Render the listing below, from the line with "man in blue" to the line with "<point>552,514</point>", as a two-column CSV with the columns "text" and "answer". Put each text and its answer in one row, with each field in double quotes and line breaks replaced by spaces.

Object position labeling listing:
◆ ◆ ◆ ◆ ◆ ◆ ◆
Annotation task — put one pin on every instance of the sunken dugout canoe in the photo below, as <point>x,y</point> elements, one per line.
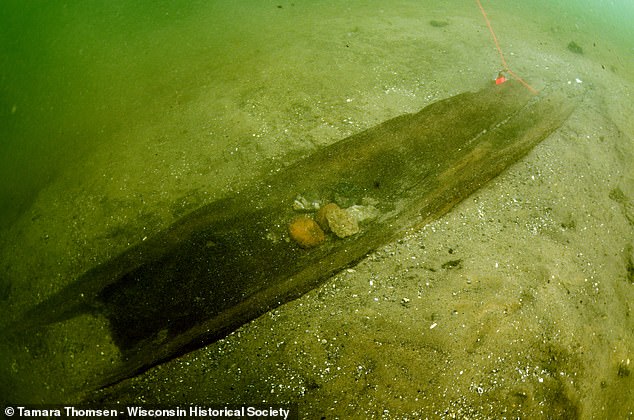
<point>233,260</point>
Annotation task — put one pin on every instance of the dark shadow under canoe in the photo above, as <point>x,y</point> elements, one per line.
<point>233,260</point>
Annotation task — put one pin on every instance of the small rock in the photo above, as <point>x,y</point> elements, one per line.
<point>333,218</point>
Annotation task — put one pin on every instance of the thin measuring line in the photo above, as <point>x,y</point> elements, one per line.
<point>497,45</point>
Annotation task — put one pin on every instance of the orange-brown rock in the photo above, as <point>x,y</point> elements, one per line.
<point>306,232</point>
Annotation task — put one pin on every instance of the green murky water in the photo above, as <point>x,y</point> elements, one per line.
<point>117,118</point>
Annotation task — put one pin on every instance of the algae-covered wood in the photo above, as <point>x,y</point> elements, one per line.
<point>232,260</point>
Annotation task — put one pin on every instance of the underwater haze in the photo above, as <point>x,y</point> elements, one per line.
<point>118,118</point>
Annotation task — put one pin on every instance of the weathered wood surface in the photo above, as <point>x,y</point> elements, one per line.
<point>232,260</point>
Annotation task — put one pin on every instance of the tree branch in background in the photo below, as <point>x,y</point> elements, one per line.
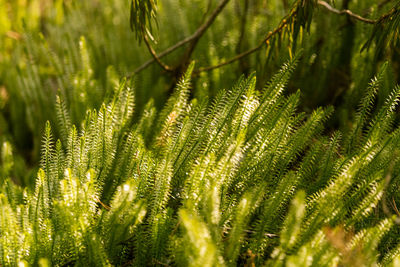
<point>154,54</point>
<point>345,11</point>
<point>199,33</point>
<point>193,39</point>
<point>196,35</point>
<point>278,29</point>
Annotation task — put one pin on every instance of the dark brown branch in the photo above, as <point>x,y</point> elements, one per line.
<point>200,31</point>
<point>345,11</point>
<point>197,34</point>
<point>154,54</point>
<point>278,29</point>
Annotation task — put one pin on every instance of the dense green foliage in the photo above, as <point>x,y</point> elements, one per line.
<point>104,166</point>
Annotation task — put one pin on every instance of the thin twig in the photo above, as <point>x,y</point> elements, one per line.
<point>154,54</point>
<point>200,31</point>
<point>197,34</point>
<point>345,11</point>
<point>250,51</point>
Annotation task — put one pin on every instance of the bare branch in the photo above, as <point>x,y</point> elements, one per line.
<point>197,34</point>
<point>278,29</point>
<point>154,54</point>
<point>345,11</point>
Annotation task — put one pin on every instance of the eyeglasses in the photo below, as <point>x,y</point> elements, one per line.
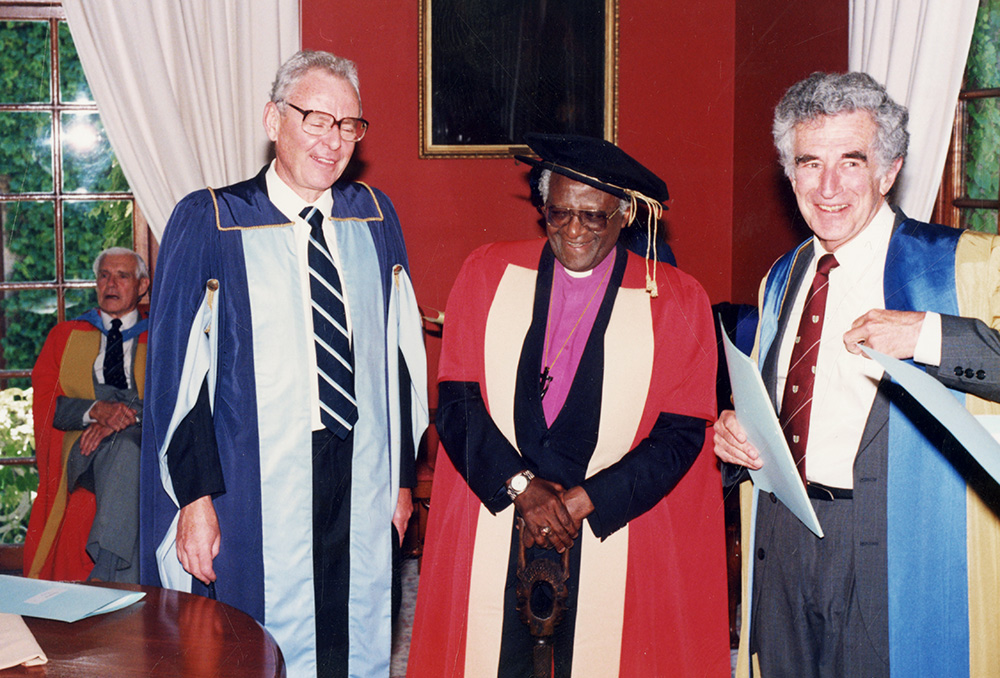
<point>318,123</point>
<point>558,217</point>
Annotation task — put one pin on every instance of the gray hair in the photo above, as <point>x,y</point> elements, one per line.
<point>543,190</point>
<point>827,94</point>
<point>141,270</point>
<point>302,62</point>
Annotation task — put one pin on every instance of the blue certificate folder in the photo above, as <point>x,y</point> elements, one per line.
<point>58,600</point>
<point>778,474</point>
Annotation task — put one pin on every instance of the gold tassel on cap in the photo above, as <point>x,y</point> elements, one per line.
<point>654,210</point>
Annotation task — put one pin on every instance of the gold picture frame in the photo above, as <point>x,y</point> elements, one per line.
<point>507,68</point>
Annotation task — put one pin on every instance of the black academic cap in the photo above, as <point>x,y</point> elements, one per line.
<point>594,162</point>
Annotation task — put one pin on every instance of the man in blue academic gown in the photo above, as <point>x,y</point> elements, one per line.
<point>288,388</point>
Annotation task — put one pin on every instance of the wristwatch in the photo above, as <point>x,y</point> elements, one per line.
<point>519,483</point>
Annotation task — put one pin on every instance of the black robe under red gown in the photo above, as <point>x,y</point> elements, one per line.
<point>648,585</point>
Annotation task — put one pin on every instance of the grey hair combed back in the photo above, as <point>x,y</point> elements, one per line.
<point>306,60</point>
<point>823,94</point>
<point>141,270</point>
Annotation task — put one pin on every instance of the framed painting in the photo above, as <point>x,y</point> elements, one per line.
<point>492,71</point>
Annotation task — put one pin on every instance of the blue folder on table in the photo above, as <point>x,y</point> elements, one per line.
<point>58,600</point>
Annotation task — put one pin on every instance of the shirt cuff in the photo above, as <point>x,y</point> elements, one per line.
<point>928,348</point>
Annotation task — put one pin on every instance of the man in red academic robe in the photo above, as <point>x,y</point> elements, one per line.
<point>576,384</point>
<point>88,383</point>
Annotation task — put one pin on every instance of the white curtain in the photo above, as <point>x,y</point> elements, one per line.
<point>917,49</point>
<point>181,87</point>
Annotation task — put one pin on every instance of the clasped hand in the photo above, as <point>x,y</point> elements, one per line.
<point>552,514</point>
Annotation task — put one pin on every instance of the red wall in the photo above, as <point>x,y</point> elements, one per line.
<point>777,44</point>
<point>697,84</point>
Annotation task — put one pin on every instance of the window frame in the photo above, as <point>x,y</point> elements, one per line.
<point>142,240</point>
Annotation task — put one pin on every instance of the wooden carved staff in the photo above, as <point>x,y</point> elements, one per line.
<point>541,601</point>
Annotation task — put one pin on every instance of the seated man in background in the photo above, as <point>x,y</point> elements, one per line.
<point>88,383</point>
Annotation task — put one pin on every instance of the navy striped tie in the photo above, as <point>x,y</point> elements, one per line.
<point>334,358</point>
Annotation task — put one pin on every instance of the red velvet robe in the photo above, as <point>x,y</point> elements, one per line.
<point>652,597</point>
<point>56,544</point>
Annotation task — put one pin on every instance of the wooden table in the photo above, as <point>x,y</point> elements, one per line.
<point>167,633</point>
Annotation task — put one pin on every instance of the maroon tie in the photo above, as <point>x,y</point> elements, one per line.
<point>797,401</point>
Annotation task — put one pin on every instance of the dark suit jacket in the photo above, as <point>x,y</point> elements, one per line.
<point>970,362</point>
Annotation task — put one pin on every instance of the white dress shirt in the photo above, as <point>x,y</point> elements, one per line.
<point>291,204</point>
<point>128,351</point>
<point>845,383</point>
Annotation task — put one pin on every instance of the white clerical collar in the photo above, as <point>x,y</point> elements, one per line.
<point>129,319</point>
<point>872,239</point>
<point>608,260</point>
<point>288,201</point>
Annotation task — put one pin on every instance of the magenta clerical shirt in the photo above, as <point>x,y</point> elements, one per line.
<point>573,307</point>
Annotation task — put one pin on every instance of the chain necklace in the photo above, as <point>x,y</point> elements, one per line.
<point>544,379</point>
◆ ◆ ◆ ◆ ◆ ◆ ◆
## CORRECT ANSWER
text,answer
"Annotation task — put one pin on every instance of the man in blue academic gown in the photo above, as <point>x,y</point> elements, one per line.","<point>288,388</point>"
"Annotation task — put one pin on every instance of the wristwatch in the photo above, as <point>x,y</point> elements, one per line.","<point>519,483</point>"
"Annotation task — put one pin on every instance of the black robe under red gown in the photo above, as <point>x,y</point> elements, one per line.","<point>648,585</point>"
"Annotation task — put one pin on every instance of the grey hair combed back in the photo above, as <point>x,y</point> elements, one per line.","<point>306,60</point> <point>823,94</point> <point>141,270</point>"
"Annotation task — put one pin on every instance of the framed painting in the photo above, as <point>x,y</point> elements, one per line.","<point>492,71</point>"
"Annotation task — put one pin on every instance of the blue folder on table in the photo above, as <point>x,y</point> elements, one per line.","<point>58,600</point>"
"Annotation task — put one pin on every instance of the shirt cuff in the photo above, as <point>x,y</point> elements, one per line.","<point>928,348</point>"
"Annotation task — put one pin on every instance of the man in red academic robe in the photo above, as <point>x,y</point> elements, one per line.","<point>576,384</point> <point>88,383</point>"
"Annotation task — put one pin on every instance of the white curtain in the photo above, as <point>x,y</point> elements, one per line.","<point>917,49</point> <point>181,87</point>"
"Annotation task — put one pin on every instance of the clasped hand in the photo above, as <point>x,y</point> elements, one per line.","<point>552,514</point>"